>> Start Document extract

Even before they were forced to reconcile whether to support Donald Trump and whether to consider President Obama's Supreme Court nominee, Senate Republicans had their work cut out for them to keep control of the chamber they won in 2014. They're defending 24 of the 34 seats up in 2016, and seven of those are in states that voted for Obama not once but twice.
The latest complications on the national level have only made Republicans' job more difficult. Eight of the top 10 Senate races we list here as the most likely to change parties in November are Republican-held, and University of Virginia electoral experts Larry Sabato and Kyle Kondik think if Trump is Republicans' nominee, it will move nearly every race on this list (and then some) closer to Democrats' reach.
In other words, Democrats have more than one path to win back control of the Senate. Overall, they need to win five states, or just four if Democrats take the White House, since the vice president can serve as a tie-breaker in a 50-50 Senate.
The Senate races will start to come into better focus this spring, when both sides hold most of their primaries. But that doesn't mean we can't start to handicap them now.
Here's The Fix's rankings of the Senate seats most likely to flip parties in November, with No. 1 being most likely and No. 10 being least likely -- but still competitive. To the line!
10. Missouri (R): Missouri may be the sleeping giant on the Senate map. One of Democrats' most interesting recruits this cycle, 34-year-old Secretary of State and Afghanistan veteran Jason Kander, is hoping to prove Sen. Roy Blunt's (R) double-digit 2010 election was just a fluke. But despite Kander's obvious appeal, Missouri is an increasingly difficult lift for Democrats. It's a state that has voted for the Republican candidate for president since 2000, and Sen. Claire McCaskill (D) won her reelection in 2012 only after some meddling to ensure she faced a weaker tea party candidate. But Democrats are thrilled Blunt is on the defensive about whether he disclosed his Vietnam-era draft deferments.

>> End Document extract
>> Start Data provided

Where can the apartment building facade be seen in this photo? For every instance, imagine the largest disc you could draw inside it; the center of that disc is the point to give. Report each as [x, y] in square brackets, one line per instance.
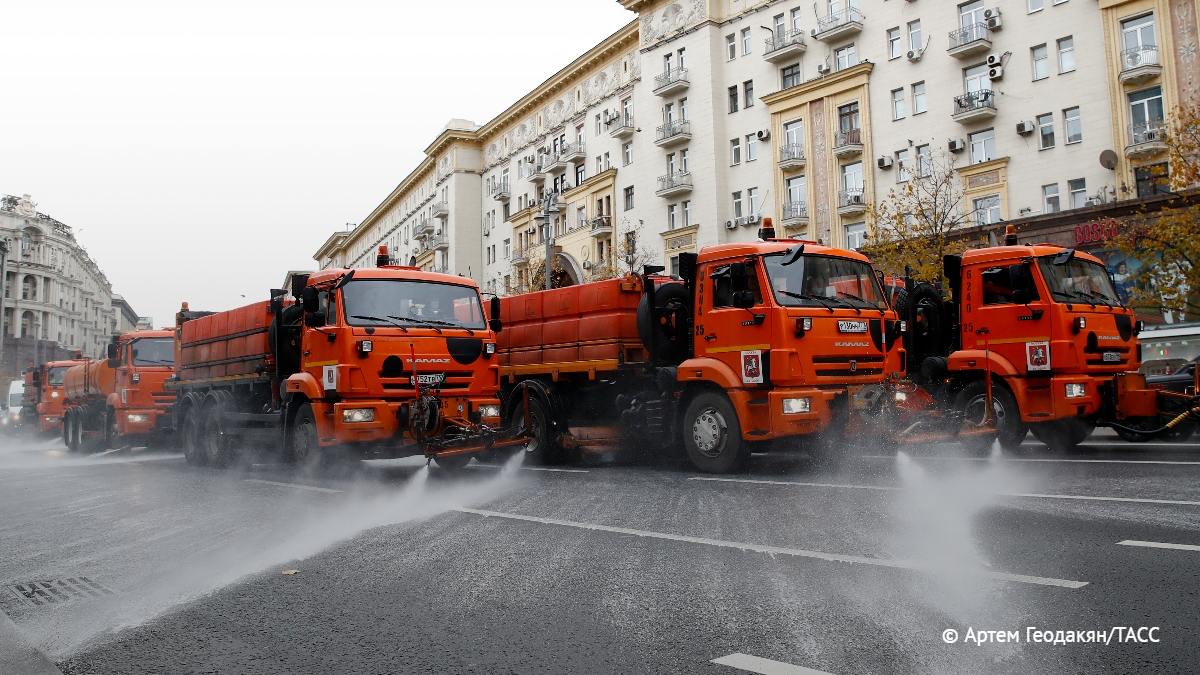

>> End Data provided

• [Tasks and exercises]
a) Answer these from the article on 2016 Senate races:
(i) How many of the 34 seats up in 2016 are Republicans defending?
(ii) How many states do Democrats need to win if they take the White House?
(iii) What office does Jason Kander hold?
b) Resume the article on 2016 Senate races after its last sentence.

• [Response list]
a)
(i) 24
(ii) Four
(iii) Missouri Secretary of State

b)
9. Arizona (R): Donald Trump is doing Sen. John McCain (R) no favors as the senator tries for a sixth term. On Thursday, McCain issued a statement urging voters to "think long and hard" before making Trump commander in chief. But McCain has also said he'd support Trump as the nominee, which opens himself up to ads like this one that Rep. Ann Kirkpatrick (D), his likely challenger, put online this week. Democrats are trying to stretch Trump's shadow as far as possible by implying Republican senators like McCain share Trump's more controversial views.
8. Colorado (D): Colorado is one of the few potential bright spots for Republicans. Sen. Michael Bennet (D) is hoping to win reelection to his second full term, and he's taking nothing for granted after his former Democratic colleague, former senator Mark Udall, lost in 2014 to charismatic Rep. Cory Gardner. He ended 2015 with $6.7 million in the bank. Republicans are hoping Obama's plan to close Guantanamo Bay -- and possibly put some prisoners in Colorado -- will put Bennet on the defensive in this swing state. (Bennet supports closing Guantanamo, but he believes detainees should be held at military facilities, of which there are none in Colorado. And he opposes bringing detainees to Colorado.) But first Republicans have got to find a candidate: There are more than a dozen GOP challengers, and top recruit after top recruit has declined to jump in the fray. What began as perhaps the GOP's top target is very much an open question.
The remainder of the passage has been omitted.